* Exercise instructions:
Each line of the material must be reproduced exactly; pictures stay out.

* Data:
<<<<
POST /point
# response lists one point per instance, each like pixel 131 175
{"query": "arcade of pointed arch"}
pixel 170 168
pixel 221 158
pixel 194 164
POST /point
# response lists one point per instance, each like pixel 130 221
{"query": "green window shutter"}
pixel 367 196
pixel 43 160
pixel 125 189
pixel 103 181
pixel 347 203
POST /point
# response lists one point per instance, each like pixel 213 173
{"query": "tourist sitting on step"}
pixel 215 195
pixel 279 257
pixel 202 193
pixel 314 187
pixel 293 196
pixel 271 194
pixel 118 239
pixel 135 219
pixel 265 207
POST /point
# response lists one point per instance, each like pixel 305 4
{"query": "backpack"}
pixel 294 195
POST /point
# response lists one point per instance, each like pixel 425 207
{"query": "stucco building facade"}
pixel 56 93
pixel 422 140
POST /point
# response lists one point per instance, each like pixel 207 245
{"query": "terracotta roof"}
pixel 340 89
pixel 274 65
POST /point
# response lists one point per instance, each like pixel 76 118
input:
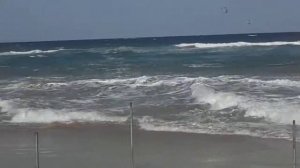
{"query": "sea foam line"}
pixel 235 44
pixel 29 52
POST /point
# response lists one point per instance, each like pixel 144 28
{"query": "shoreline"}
pixel 107 145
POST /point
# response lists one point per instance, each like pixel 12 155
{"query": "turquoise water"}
pixel 231 84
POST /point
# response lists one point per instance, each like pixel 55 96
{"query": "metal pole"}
pixel 294 142
pixel 131 135
pixel 37 153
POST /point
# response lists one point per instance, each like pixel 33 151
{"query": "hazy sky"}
pixel 40 20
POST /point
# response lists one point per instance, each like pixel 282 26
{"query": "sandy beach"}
pixel 94 146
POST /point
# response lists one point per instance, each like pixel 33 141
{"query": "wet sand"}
pixel 107 146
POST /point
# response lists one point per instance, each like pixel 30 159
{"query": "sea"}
pixel 242 84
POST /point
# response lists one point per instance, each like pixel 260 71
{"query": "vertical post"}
pixel 37 152
pixel 294 143
pixel 131 135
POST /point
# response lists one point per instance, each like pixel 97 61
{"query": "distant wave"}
pixel 235 44
pixel 29 52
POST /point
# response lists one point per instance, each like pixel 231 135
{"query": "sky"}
pixel 44 20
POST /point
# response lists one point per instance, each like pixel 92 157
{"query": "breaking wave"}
pixel 28 52
pixel 235 44
pixel 276 110
pixel 31 115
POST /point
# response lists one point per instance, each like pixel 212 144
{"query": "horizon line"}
pixel 142 37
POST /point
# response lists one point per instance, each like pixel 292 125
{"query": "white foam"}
pixel 275 110
pixel 29 52
pixel 204 65
pixel 62 116
pixel 235 44
pixel 31 115
pixel 217 100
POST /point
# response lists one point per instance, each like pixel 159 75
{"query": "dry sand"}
pixel 107 146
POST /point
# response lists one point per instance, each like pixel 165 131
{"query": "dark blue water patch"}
pixel 151 56
pixel 150 41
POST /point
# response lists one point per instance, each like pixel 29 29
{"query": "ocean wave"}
pixel 204 65
pixel 31 115
pixel 279 111
pixel 29 52
pixel 235 44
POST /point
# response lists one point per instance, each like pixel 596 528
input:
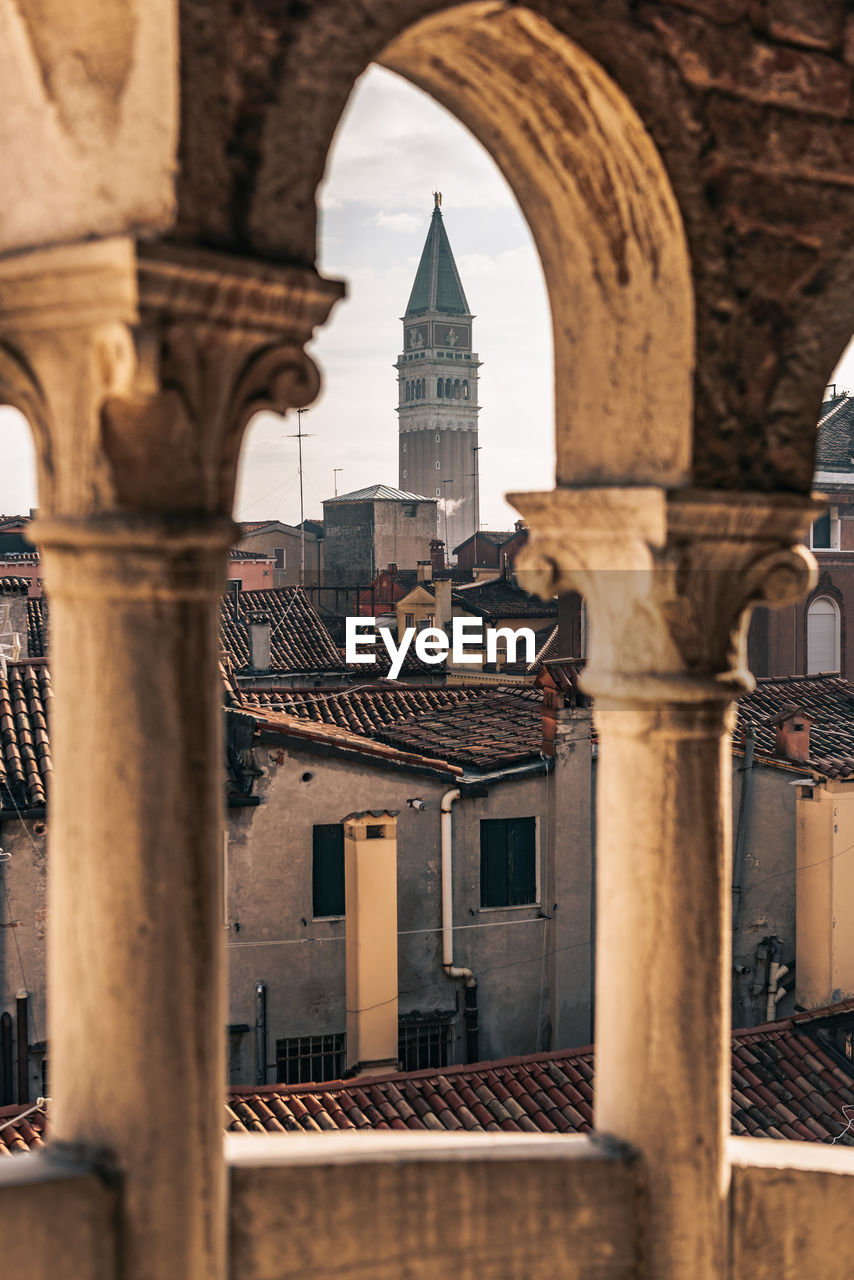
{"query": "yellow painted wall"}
pixel 825 912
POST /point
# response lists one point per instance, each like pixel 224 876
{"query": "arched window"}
pixel 822 636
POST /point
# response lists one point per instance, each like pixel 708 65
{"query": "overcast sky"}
pixel 394 146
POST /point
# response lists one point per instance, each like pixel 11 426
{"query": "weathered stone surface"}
pixel 90 91
pixel 763 72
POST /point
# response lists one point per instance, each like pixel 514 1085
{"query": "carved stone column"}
pixel 667 580
pixel 138 370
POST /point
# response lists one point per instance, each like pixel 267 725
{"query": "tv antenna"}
pixel 301 435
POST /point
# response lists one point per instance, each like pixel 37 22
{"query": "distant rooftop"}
pixel 437 280
pixel 379 493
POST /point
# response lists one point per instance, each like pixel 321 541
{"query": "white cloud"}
pixel 397 222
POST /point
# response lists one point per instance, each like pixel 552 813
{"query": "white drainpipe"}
pixel 447 928
pixel 447 888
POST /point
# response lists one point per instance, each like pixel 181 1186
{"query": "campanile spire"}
pixel 438 389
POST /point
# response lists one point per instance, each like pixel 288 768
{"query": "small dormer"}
pixel 791 732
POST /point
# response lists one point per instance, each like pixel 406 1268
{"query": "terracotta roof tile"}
pixel 300 641
pixel 37 626
pixel 24 746
pixel 829 700
pixel 553 1092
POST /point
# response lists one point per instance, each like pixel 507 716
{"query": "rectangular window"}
pixel 310 1059
pixel 507 862
pixel 328 869
pixel 825 533
pixel 423 1042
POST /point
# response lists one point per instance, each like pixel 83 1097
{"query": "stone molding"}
pixel 140 365
pixel 668 579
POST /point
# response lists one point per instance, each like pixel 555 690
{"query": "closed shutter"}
pixel 328 869
pixel 493 862
pixel 507 862
pixel 822 636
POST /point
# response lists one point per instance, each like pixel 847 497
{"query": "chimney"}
pixel 791 734
pixel 370 888
pixel 442 589
pixel 437 554
pixel 259 629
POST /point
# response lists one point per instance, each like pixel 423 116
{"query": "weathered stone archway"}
pixel 606 223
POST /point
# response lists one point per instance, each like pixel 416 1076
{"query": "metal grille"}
pixel 310 1059
pixel 423 1045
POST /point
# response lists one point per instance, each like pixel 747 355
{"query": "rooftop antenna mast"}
pixel 444 503
pixel 301 435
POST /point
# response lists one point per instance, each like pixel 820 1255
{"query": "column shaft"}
pixel 662 972
pixel 136 950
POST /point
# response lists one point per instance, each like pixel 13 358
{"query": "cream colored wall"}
pixel 370 880
pixel 825 969
pixel 23 932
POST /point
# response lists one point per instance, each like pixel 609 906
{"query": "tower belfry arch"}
pixel 437 376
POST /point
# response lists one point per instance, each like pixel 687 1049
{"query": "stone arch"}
pixel 601 209
pixel 604 220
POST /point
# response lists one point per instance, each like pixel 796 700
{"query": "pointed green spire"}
pixel 437 280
>>>>
* Output of the exercise:
POST /point
# response lists one point per instance, each like pixel 131 175
{"query": "arcade of pointed arch"}
pixel 170 168
pixel 221 158
pixel 194 164
POST /point
# response lists one point per instance, each like pixel 130 221
{"query": "green window shutter"}
pixel 367 196
pixel 43 160
pixel 125 189
pixel 103 181
pixel 347 203
POST /point
# response lists one point per instance, each like pixel 213 173
{"query": "tourist sitting on step"}
pixel 215 195
pixel 279 257
pixel 202 193
pixel 314 187
pixel 293 196
pixel 271 194
pixel 118 239
pixel 135 219
pixel 265 207
POST /point
# response lists one point per instance, each like pixel 305 4
{"query": "backpack"}
pixel 294 195
POST /point
# response lists one point per instance, each like pixel 425 207
{"query": "stucco building facade"}
pixel 56 93
pixel 422 140
POST /point
# response lists one point per instance, each like pixel 207 245
{"query": "terracotta roof"}
pixel 340 89
pixel 274 65
POST /point
# response lists one point per instance, each like pixel 76 118
input:
{"query": "sea foam line"}
pixel 235 44
pixel 29 52
POST /point
# response lists one point per instance, each like pixel 144 28
{"query": "shoreline"}
pixel 107 145
POST /point
# response lists one point per instance, each like pixel 12 155
{"query": "turquoise water"}
pixel 231 84
POST /point
# response lists one point per instance, each like pixel 55 96
{"query": "metal pole"}
pixel 294 142
pixel 131 135
pixel 37 153
POST /point
# response lists one point per instance, each like pixel 33 151
{"query": "hazy sky"}
pixel 40 20
POST /point
# response lists one point per instance, each like pixel 282 26
{"query": "sandy beach"}
pixel 94 146
POST /point
# response lists one point per instance, each like pixel 33 141
{"query": "wet sand"}
pixel 107 146
POST /point
# response lists one point per instance, each like pixel 30 159
{"query": "sea"}
pixel 242 84
POST /point
# response lists one point per instance, each like pixel 260 71
{"query": "vertical post"}
pixel 37 152
pixel 294 143
pixel 131 135
POST /point
# response lists one point per instance, each like pixel 97 61
{"query": "distant wave"}
pixel 235 44
pixel 29 52
POST /point
# response lists one point per instance, each like pixel 231 135
{"query": "sky"}
pixel 44 20
POST /point
# response lists one point per instance, each like pixel 92 157
{"query": "breaking wave"}
pixel 28 52
pixel 235 44
pixel 276 110
pixel 31 115
POST /point
# response lists one point per instance, each like pixel 212 144
{"query": "horizon line"}
pixel 142 37
POST /point
# response lists one point per instance, each like pixel 292 125
{"query": "white foam"}
pixel 275 110
pixel 29 52
pixel 204 65
pixel 62 116
pixel 235 44
pixel 31 115
pixel 217 100
POST /point
# response lists one point per instance, each like pixel 159 75
{"query": "dry sand"}
pixel 107 146
POST /point
# response lists one point per instance, each like pixel 165 131
{"query": "dark blue water patch"}
pixel 151 56
pixel 150 41
POST /point
# response lists one point per instance, each like pixel 29 29
{"query": "ocean wave"}
pixel 204 65
pixel 31 115
pixel 279 111
pixel 29 52
pixel 235 44
POST /point
# response lists one point per instance, each like pixel 596 528
input:
{"query": "yellow painted wall"}
pixel 825 912
POST /point
# response lists one point per instance, each like pixel 224 876
{"query": "arched window"}
pixel 822 636
POST /point
# response lists one point per instance, each like pixel 708 65
{"query": "overcast sky"}
pixel 394 146
POST /point
# response lists one point per instance, each like pixel 11 426
{"query": "weathered stone surface"}
pixel 90 91
pixel 763 72
POST /point
# response lists one point per instance, each like pixel 514 1085
{"query": "carved stone column"}
pixel 667 580
pixel 138 370
POST /point
# response lists one point per instance, each like pixel 267 725
{"query": "tv antenna"}
pixel 301 435
POST /point
# response lists one point per instance, each like pixel 37 22
{"query": "distant rooftop"}
pixel 437 280
pixel 379 493
POST /point
# response lists one point per instance, each like pixel 321 541
{"query": "white cloud"}
pixel 397 222
POST /point
# response lists one point per instance, each like pixel 552 813
{"query": "white drainpipe"}
pixel 447 928
pixel 447 888
POST /point
# response lists one point per instance, each like pixel 181 1186
{"query": "campanile spire"}
pixel 438 389
POST /point
# response lists one point per instance, each like pixel 288 768
{"query": "small dormer"}
pixel 791 732
POST /point
# response lists one point per instance, each like pixel 406 1268
{"query": "terracotta roof tile"}
pixel 300 641
pixel 37 626
pixel 24 746
pixel 829 700
pixel 553 1092
POST /point
# response lists one point per instance, each like pixel 507 716
{"query": "rectangular window"}
pixel 310 1059
pixel 507 862
pixel 328 869
pixel 825 533
pixel 423 1042
POST /point
# response lists one point per instance, each like pixel 83 1097
{"query": "stone molding"}
pixel 140 365
pixel 668 579
POST /point
# response lists one point per instance, each like pixel 555 690
{"query": "closed shutter"}
pixel 328 869
pixel 493 862
pixel 507 862
pixel 822 636
POST /point
# response lists one point per instance, each like pixel 847 497
{"query": "chimney"}
pixel 791 734
pixel 370 888
pixel 442 589
pixel 437 554
pixel 259 629
POST /point
# response lists one point per instance, each like pixel 423 116
{"query": "weathered stone archway"}
pixel 606 223
POST /point
# response lists one point per instance, each like pixel 416 1076
{"query": "metal grille"}
pixel 310 1059
pixel 423 1045
POST /point
# response lists one point per instance, each like pixel 747 355
{"query": "rooftop antenna mast"}
pixel 444 503
pixel 301 435
POST /point
# response lists one point per instance, each like pixel 820 1255
{"query": "column shaft"}
pixel 662 972
pixel 136 950
POST /point
# response lists one point per instance, each like pixel 13 358
{"query": "cream colored wall"}
pixel 370 880
pixel 825 969
pixel 23 932
POST /point
# response lists one point per instance, each like pixel 609 906
{"query": "tower belfry arch"}
pixel 437 376
POST /point
# response lists one point per instance, each like pixel 687 1049
{"query": "stone arch"}
pixel 601 209
pixel 604 220
POST /point
# response lists one point per instance, each like pixel 796 700
{"query": "pointed green spire"}
pixel 437 280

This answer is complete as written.